* TASKS AND EXERCISES *
A. According to the book review, on what page is the heart of the book?
B. Decide whether each statement agrees with the book review, answering yes or no and quoting the words that decide it. (i) The reviewer places the heart of the book on page 210. (ii) Howard Bloom's book is the one readily identified from reviews in the Los Angeles Times. (iii) The third of the three world wars is already well under way.
C. Reproduce word for word the part of the book review between "All groups have their extremists" and "strongly held beliefs?", inclusive.

++++ EXCERPTED TEXT

The heart of this book, in my opinion, is on page 210 where the author carefully distinguishes between the Jihad's opposition to McWorld consumerism and development patterns, as opposed to democracy or other political notions.
All groups have their extremists and lunatics, and all groups have their bureaucracies and overly-rigid institutionalizations of past preferences. The one needs to be stamped out, and the other radically reformed–no matter what beliefs you aspire to.
Where I see the vitality and promise of this generation is in the possible energizing of the publics of many nations, including the nations of Islam, and public engagement of the core question of our time: what changes must we make in our corporate and consumerist behavior in order to, at once, establish both a sustainable model for the quality of life and choice we aspire to, while simultaneously establishing new forms of regional political and cultural accommodations that respect very strongly held beliefs?
There are two books that bracket this one in interesting ways. The first, readily identified from top-notch reviews such as appear in the Los Angeles Times, is Chalmers Johnson book, “BLOWBACK: The Costs and Consequences of American Empire”. The second, less readily perceived, is Howard Bloom's “GLOBAL BRAIN: The Evolution of Mass Mind from the Big Bang to the 21st Century.” ]

In a nut-shell, then, we are engaged in three world wars right now: one between cultures that cannot talk to one another because the necessary portions of the brain have been literally killed in the course of intra-cultural development; one between the political and economic manifestation of our respective cultures, between a politics subservient to corporations on the one side and a politics terrified of the religious zealot individuals on the other side; and a third war, the most important, the war that has not really started yet, between individuals and corporations over campaign finance reform and the consequent outcomes that can be managed with respect to politcal economy and political education.

++++++++
++++ GIVEN DATA

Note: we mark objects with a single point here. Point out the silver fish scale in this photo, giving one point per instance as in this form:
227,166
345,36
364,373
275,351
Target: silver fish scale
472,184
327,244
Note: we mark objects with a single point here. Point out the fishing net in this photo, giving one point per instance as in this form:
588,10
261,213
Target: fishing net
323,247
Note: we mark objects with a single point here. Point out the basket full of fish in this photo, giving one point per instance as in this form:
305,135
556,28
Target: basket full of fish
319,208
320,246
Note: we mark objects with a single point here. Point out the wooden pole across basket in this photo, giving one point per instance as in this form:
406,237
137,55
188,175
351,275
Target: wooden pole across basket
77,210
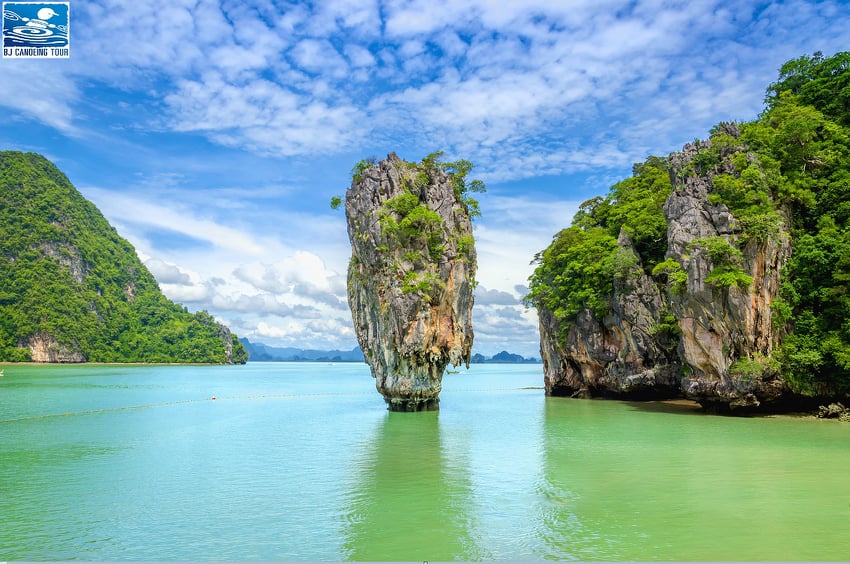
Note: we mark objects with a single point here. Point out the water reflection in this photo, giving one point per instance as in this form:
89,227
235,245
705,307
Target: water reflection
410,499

++++++++
++++ GIVEN DATA

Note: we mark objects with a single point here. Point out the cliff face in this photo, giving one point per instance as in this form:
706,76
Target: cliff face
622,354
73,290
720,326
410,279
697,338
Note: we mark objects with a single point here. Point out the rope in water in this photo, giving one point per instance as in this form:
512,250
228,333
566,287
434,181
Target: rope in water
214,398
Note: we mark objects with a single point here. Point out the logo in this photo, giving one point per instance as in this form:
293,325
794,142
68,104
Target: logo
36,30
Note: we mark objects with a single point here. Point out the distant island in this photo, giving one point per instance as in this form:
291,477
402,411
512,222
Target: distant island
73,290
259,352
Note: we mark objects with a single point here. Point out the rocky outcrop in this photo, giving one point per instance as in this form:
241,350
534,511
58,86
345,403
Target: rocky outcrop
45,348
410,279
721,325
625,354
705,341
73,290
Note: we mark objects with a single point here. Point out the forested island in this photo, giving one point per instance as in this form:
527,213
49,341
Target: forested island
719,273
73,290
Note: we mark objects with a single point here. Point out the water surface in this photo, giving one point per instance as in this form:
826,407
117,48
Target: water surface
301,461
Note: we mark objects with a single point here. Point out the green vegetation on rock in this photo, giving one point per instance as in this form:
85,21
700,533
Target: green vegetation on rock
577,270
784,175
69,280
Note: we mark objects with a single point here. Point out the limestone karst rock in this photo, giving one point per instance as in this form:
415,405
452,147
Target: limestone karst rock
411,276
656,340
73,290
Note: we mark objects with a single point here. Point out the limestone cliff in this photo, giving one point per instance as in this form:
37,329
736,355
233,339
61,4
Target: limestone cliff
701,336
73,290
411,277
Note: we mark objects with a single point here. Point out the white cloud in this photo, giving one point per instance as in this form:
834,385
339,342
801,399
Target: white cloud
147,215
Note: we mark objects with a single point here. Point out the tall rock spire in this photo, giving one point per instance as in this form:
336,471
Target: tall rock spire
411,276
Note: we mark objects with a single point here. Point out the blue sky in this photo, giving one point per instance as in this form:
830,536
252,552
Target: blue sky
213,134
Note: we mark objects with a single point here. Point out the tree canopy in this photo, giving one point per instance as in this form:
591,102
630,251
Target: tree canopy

++++++++
++++ GIVEN DATA

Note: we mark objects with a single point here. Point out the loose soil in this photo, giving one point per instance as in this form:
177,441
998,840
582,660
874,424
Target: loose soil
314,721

++++++++

* SOLUTIONS BELOW *
A. Page 210.

B.
(i) Yes: "The heart of this book, in my opinion, is on page 210"
(ii) No: "The first, readily identified from top-notch reviews such as appear in the Los Angeles Times, is Chalmers Johnson book"
(iii) No: "the war that has not really started yet"

C.
All groups have their extremists and lunatics, and all groups have their bureaucracies and overly-rigid institutionalizations of past preferences. The one needs to be stamped out, and the other radically reformed–no matter what beliefs you aspire to.
Where I see the vitality and promise of this generation is in the possible energizing of the publics of many nations, including the nations of Islam, and public engagement of the core question of our time: what changes must we make in our corporate and consumerist behavior in order to, at once, establish both a sustainable model for the quality of life and choice we aspire to, while simultaneously establishing new forms of regional political and cultural accommodations that respect very strongly held beliefs?